• **Task statement**
Search the entries below for the word "wave" and copy every line where it appears.

━━━━━ Dataset excerpts ━━━━━

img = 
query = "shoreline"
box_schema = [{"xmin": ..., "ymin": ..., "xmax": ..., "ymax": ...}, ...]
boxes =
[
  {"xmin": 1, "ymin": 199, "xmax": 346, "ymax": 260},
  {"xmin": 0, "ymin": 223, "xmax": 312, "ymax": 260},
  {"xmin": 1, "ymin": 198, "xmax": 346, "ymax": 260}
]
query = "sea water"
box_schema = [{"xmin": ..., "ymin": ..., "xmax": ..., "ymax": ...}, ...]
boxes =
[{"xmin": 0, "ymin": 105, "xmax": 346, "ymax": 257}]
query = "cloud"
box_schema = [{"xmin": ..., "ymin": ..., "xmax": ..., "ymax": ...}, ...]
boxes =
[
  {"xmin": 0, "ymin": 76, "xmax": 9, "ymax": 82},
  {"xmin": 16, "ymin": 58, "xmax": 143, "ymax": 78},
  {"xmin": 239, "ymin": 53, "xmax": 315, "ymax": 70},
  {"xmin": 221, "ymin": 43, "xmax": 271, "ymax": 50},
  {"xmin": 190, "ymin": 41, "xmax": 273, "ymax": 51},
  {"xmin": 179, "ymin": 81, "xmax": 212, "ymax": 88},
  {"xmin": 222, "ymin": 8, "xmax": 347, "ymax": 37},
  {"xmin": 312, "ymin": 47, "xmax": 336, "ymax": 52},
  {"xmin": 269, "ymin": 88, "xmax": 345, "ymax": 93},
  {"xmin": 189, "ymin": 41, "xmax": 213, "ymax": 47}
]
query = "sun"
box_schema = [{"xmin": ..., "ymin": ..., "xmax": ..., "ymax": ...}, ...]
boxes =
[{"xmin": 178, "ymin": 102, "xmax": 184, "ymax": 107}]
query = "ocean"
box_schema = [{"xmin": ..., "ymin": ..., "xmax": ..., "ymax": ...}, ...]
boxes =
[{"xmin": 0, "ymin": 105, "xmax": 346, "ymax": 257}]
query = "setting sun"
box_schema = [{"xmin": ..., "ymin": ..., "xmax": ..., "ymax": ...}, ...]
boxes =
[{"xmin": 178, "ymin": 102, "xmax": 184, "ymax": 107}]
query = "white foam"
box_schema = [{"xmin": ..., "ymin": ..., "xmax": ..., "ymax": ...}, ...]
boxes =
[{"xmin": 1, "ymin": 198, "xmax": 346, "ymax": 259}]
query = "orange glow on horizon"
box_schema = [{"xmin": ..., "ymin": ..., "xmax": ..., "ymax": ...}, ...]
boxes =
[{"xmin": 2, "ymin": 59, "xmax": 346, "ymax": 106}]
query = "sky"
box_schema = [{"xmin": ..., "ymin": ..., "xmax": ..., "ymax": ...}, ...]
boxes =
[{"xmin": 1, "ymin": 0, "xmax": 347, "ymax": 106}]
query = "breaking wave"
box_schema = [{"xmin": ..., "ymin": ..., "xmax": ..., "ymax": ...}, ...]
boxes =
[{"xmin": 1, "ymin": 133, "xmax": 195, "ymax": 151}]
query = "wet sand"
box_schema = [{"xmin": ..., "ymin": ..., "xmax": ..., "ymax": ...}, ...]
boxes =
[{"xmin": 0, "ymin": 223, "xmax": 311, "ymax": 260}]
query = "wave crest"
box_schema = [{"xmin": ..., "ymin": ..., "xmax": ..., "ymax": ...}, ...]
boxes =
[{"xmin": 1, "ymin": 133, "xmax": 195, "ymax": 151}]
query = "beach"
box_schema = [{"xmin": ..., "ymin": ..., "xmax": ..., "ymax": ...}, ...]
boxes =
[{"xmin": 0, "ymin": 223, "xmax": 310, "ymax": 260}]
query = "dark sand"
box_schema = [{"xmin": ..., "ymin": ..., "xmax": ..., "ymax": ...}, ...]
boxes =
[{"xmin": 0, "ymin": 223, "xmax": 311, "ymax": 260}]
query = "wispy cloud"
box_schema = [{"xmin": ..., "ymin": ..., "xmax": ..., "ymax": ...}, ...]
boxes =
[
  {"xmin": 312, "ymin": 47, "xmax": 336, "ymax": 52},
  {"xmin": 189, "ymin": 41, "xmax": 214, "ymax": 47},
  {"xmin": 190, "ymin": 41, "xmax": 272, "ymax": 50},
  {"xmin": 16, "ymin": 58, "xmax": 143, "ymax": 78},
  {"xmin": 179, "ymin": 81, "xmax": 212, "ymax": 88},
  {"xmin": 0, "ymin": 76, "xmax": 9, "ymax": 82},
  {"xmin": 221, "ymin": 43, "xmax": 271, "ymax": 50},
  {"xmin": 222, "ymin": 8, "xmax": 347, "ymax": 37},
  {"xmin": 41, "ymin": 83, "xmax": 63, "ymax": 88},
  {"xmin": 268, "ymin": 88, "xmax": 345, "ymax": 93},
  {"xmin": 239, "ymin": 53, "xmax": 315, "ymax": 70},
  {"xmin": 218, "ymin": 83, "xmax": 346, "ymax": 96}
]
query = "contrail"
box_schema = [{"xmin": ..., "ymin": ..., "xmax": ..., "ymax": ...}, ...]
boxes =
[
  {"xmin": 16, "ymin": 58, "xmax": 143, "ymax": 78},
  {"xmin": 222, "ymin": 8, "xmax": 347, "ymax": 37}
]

━━━━━

• **Output**
query = "breaking wave"
query = "wave crest"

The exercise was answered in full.